__Dataset records__:
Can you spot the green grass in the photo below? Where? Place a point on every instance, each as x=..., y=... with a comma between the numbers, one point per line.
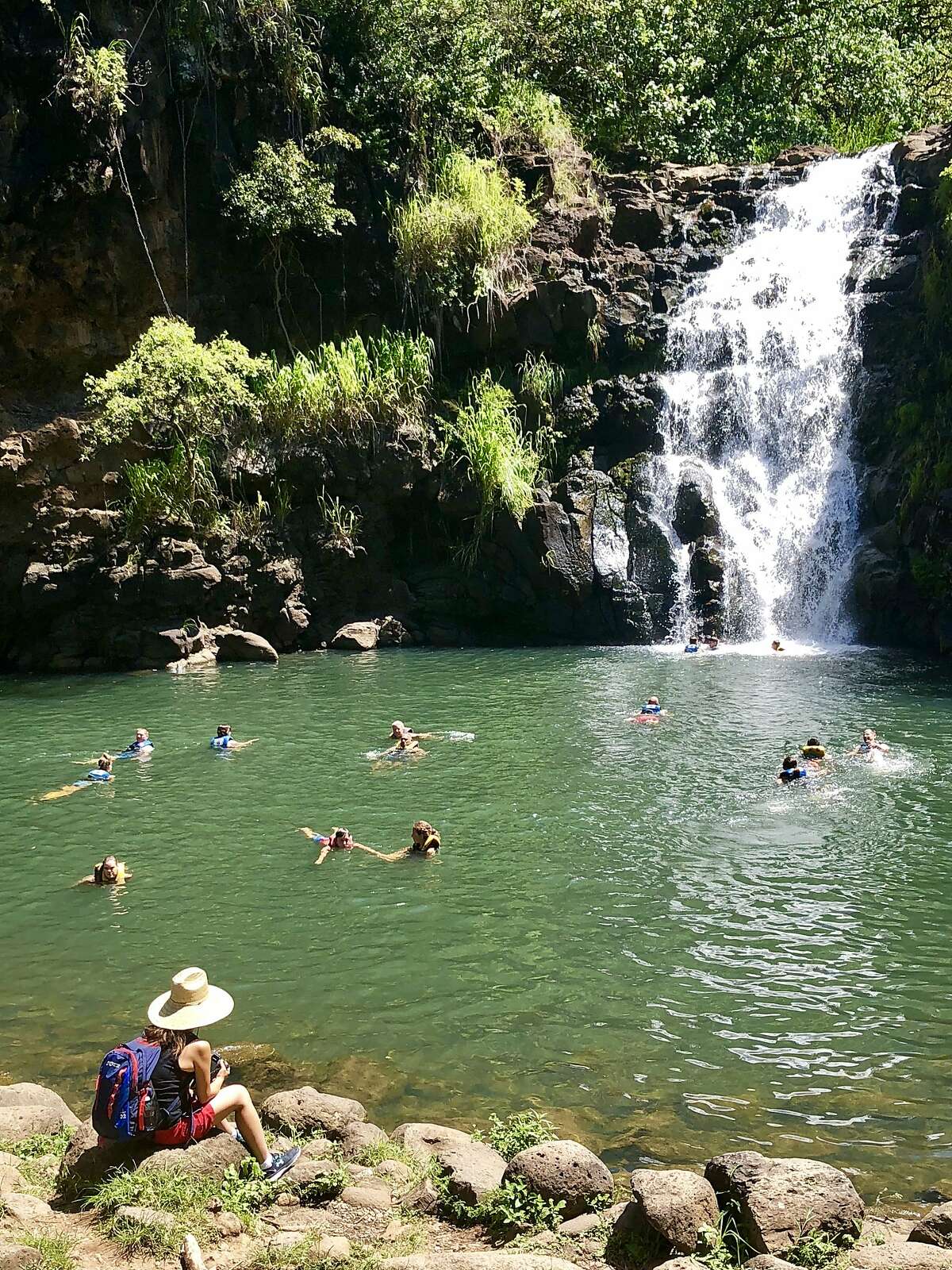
x=344, y=391
x=489, y=440
x=460, y=241
x=517, y=1133
x=55, y=1251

__What the task requires__: Could you please return each line of the material exactly, dropping the pictures?

__Result of this task__:
Can you spot the green grass in the photo below? Where? Place a point on every instance, each as x=..., y=... with a comma between the numbers, one point per line.
x=344, y=391
x=489, y=440
x=460, y=241
x=517, y=1133
x=55, y=1251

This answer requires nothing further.